■ SUPPLIED DATA
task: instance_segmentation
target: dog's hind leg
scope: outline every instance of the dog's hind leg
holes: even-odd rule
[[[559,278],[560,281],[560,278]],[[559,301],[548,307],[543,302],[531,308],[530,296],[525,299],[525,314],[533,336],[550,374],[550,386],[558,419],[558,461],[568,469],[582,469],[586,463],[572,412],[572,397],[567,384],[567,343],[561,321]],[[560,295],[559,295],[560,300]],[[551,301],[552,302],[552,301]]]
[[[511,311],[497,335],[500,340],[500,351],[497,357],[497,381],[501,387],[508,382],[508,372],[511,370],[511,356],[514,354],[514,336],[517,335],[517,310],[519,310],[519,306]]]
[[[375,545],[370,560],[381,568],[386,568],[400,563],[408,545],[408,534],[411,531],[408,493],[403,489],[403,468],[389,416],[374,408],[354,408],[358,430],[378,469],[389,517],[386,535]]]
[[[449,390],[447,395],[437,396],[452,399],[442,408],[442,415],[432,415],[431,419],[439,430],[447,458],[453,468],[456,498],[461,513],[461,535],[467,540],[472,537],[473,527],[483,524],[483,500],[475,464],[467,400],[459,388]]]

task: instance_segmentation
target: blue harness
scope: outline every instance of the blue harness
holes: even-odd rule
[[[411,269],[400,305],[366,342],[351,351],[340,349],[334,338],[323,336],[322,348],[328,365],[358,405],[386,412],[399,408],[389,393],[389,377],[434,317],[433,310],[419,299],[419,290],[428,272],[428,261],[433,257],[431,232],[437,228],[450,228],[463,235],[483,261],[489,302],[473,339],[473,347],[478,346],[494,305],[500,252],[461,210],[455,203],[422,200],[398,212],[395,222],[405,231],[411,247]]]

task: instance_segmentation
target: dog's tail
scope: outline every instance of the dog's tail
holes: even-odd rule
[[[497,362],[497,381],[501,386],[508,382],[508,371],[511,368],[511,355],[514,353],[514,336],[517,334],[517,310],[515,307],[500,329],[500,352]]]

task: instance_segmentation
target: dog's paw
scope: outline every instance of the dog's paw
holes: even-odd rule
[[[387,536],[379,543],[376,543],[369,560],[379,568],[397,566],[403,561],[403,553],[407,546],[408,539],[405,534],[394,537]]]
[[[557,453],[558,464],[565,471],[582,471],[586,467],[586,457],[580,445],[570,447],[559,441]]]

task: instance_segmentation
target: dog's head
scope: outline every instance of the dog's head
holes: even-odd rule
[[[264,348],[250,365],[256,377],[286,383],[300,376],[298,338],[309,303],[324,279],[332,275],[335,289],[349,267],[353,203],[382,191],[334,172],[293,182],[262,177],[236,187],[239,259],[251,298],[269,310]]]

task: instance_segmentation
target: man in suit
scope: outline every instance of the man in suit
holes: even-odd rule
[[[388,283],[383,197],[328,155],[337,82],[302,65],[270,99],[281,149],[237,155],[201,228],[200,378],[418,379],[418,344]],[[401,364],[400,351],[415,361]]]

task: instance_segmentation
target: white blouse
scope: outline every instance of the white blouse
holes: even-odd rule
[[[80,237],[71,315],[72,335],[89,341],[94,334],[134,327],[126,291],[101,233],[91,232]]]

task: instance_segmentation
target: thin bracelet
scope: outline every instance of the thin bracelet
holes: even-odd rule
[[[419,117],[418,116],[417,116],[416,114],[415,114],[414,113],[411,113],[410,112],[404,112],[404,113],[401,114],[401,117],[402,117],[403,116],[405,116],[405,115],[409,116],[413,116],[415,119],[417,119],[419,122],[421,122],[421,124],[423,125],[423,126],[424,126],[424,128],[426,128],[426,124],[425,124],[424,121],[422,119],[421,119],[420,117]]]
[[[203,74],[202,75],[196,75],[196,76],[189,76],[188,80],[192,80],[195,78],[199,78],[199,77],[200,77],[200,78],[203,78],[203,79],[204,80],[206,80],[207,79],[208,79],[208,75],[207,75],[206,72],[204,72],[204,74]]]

■ WRITTEN PROBLEM
Reproduce the full set of records precisely.

■ ANSWER TO THE TASK
task: instance_segmentation
target: dog's hind leg
scope: outline every instance of the dog's hind leg
holes: even-odd rule
[[[559,278],[560,281],[560,278]],[[559,301],[548,307],[543,302],[531,308],[530,296],[525,299],[525,314],[533,336],[550,374],[550,386],[558,419],[558,461],[568,469],[582,469],[586,463],[572,412],[572,397],[567,384],[567,343],[561,321]],[[560,295],[559,295],[560,300]],[[551,301],[552,302],[552,301]]]
[[[511,311],[497,335],[500,340],[500,351],[497,357],[497,381],[501,387],[508,382],[508,372],[511,370],[511,356],[514,354],[514,336],[517,335],[517,310],[519,310],[519,306]]]
[[[375,545],[370,560],[381,568],[386,568],[400,563],[408,545],[408,534],[411,531],[408,493],[403,489],[403,468],[389,416],[374,408],[354,408],[358,430],[378,469],[389,517],[386,535]]]
[[[449,390],[447,395],[437,396],[452,399],[442,408],[442,415],[432,415],[431,419],[439,430],[447,458],[453,468],[456,498],[461,513],[461,535],[467,540],[472,537],[473,527],[483,524],[483,500],[475,464],[467,400],[459,388]]]

task: instance_segmentation
target: blue harness
scope: outline every instance of the blue harness
holes: even-odd rule
[[[411,269],[400,305],[366,342],[351,351],[340,349],[334,338],[323,336],[322,348],[328,365],[358,405],[386,412],[399,408],[389,393],[389,377],[434,317],[433,310],[419,299],[419,290],[428,272],[428,261],[433,257],[431,232],[437,228],[450,228],[463,235],[483,261],[489,302],[473,339],[473,347],[478,346],[494,305],[500,252],[461,210],[455,203],[422,200],[398,212],[395,222],[405,231],[411,247]]]

task: instance_segmentation
target: dog's tail
scope: outline every instance of the dog's tail
holes: even-odd rule
[[[497,362],[497,381],[501,386],[508,382],[508,371],[511,368],[511,355],[514,353],[514,336],[517,334],[517,310],[515,307],[500,329],[500,352]]]

task: instance_segmentation
target: dog's paw
scope: outline every instance of the dog's paw
holes: even-odd rule
[[[387,536],[379,543],[376,543],[369,560],[379,568],[397,566],[403,561],[403,553],[407,546],[408,539],[405,534],[394,537]]]
[[[557,453],[558,464],[565,471],[582,471],[586,467],[586,457],[580,445],[570,447],[559,441]]]

task: instance_segmentation
target: dog's head
scope: outline every instance of the dog's head
holes: even-odd rule
[[[264,348],[250,365],[256,377],[286,383],[300,376],[298,338],[309,303],[324,279],[332,275],[335,289],[349,267],[353,203],[382,191],[334,172],[293,182],[262,177],[236,187],[239,259],[251,298],[269,310]]]

task: instance_segmentation
target: man in suit
scope: outline every instance of the man in suit
holes: even-odd rule
[[[388,283],[383,197],[328,155],[337,82],[302,65],[270,99],[281,149],[237,155],[201,228],[200,378],[418,379],[418,344]],[[401,364],[400,351],[415,361]]]

task: instance_segmentation
target: white blouse
scope: outline every instance of the white blouse
holes: even-odd rule
[[[80,237],[71,315],[72,335],[89,341],[94,334],[134,327],[126,291],[101,233],[91,232]]]

task: instance_segmentation
target: thin bracelet
scope: outline every instance of the thin bracelet
holes: even-odd rule
[[[419,117],[418,116],[417,116],[416,114],[415,114],[414,113],[411,113],[410,112],[404,112],[404,113],[401,114],[401,117],[402,117],[403,116],[405,116],[405,115],[409,116],[413,116],[415,119],[417,119],[419,122],[421,122],[421,124],[423,125],[423,126],[424,126],[424,128],[426,128],[426,124],[425,124],[424,121],[422,119],[421,119],[420,117]]]
[[[203,74],[202,75],[196,75],[196,76],[189,76],[188,80],[192,80],[195,78],[199,78],[199,77],[200,77],[200,78],[203,78],[203,79],[204,80],[206,80],[207,79],[208,79],[208,75],[207,75],[206,72],[204,72],[204,74]]]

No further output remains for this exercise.